Keep each entry exactly as written when you repeat it, and skip the images.

Photo-based referring expression data:
──────────────────────────────
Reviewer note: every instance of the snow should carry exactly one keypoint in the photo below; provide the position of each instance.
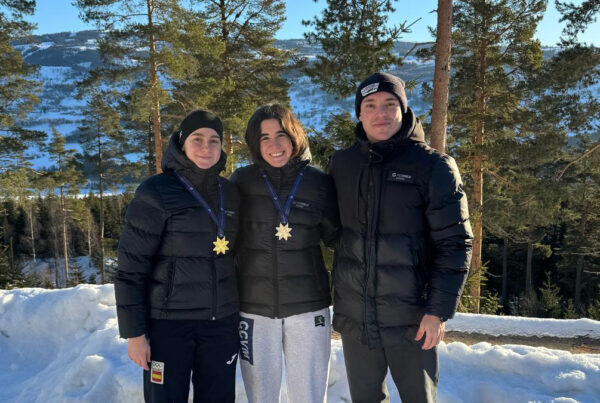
(63, 346)
(516, 325)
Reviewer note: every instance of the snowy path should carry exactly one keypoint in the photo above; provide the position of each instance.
(63, 346)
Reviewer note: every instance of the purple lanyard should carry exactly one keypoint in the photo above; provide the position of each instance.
(219, 222)
(284, 212)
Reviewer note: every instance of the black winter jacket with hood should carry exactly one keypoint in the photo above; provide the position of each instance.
(279, 278)
(405, 247)
(167, 268)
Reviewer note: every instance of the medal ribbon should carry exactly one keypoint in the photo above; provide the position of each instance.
(220, 221)
(284, 212)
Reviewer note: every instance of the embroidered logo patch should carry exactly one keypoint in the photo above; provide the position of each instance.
(232, 359)
(369, 89)
(400, 177)
(246, 328)
(157, 372)
(319, 320)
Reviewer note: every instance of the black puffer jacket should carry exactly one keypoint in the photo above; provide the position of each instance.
(406, 240)
(167, 268)
(280, 278)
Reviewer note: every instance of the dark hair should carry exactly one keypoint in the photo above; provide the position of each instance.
(289, 123)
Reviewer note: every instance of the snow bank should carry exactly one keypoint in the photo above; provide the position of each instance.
(520, 326)
(63, 346)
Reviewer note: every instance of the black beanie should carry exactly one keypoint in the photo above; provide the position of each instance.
(196, 120)
(381, 82)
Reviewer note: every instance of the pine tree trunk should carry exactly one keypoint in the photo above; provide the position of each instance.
(154, 92)
(504, 271)
(31, 232)
(150, 151)
(580, 259)
(441, 76)
(477, 173)
(101, 191)
(12, 255)
(89, 239)
(529, 270)
(228, 140)
(64, 235)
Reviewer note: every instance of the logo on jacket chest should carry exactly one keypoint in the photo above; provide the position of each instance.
(402, 177)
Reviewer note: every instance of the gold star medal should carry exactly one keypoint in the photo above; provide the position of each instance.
(221, 245)
(283, 232)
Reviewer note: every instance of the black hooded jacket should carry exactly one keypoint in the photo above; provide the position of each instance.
(167, 267)
(279, 278)
(405, 246)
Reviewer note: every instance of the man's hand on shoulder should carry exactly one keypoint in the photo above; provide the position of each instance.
(139, 351)
(433, 329)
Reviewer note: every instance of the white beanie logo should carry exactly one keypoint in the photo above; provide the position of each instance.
(369, 89)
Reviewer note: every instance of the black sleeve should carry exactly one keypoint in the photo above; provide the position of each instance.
(330, 221)
(450, 232)
(139, 243)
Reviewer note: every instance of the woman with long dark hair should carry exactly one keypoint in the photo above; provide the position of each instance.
(288, 208)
──────────────────────────────
Output:
Reviewer note: every instance of the snow should carry exactly one keypoint in the photo below; provide the position of each instance.
(63, 346)
(516, 325)
Reviewer note: every instance of the snowy path should carry exactly one keypoint in the photo above; provide the position of each instance.
(63, 346)
Reviewer note: every instance of the purple lanyard should carry exactly one keypoint in the photo above; provide the position of each instance.
(219, 222)
(284, 212)
Reviewer note: every instance of the black winter jacket with hood should carry exactly one keypoint in the photo above; provide the position of each instance.
(279, 278)
(405, 247)
(167, 268)
Reviewer note: every instance of the medal ribbon should carry exactly one keypoint in the photo above; provide the position of each instance.
(220, 221)
(284, 212)
Reviewer note: every instance of the embroidered logo patch should carry exactly one keypoint in the photo above; provide the position of each instance.
(232, 359)
(369, 89)
(400, 177)
(246, 328)
(157, 372)
(319, 320)
Reviewer note: every instance of the black puffer jacket should carry exactly one keypoint in the photo above; provide the position of each instance.
(406, 240)
(167, 268)
(280, 278)
Reviewer note: every instance of the dark hair should carry exactly one keypoint in the photo above; provide the position of each instance.
(289, 123)
Reviewer note: every instance of the snow bank should carry exactly one keypoint in the photo above; provide the position of each instance.
(520, 326)
(63, 346)
Reviewer note: every instance of the black beanie should carry exactly one keypoint in the photo above; provide the position of each instance.
(196, 120)
(381, 82)
Reviewer note: every instance of the pine tree trunk should carry exactly one keypoint in the photo above; provide the position of each instance.
(154, 92)
(504, 271)
(31, 232)
(150, 151)
(580, 259)
(441, 76)
(477, 173)
(101, 191)
(12, 255)
(89, 239)
(529, 270)
(228, 140)
(64, 235)
Reviewer note: every instance of the logo on jacket chest should carry exactly one keypoint in the photo above; provide the position of each instance.
(402, 177)
Reviewer note: every instance of the gold star medal should carry exactly one keypoint in the photo above; provide the position of each instance.
(221, 245)
(283, 232)
Reviewer note: every instance of the black hooded jacket should carry exactly one keypoint in the photo above; provide the position of each instance.
(167, 267)
(279, 278)
(405, 246)
Reviewer note: every instance of the man's hand on shoulder should carry exactly one keypoint in the photo above; provide the position of each instance.
(139, 351)
(433, 329)
Reviewer note: every instance of the white beanie logo should carry exactly one keypoint in the photo above; provide the position of each instance.
(369, 89)
Reviewer note: every instance of the black sleeve should carry exactly one keypoint in the photo above; provide the position of each instance.
(330, 221)
(450, 232)
(139, 243)
Reviewer note: every instance of the woman with long dark hair should carry exactly one keypoint in the photo above; provide the position of each instance.
(288, 208)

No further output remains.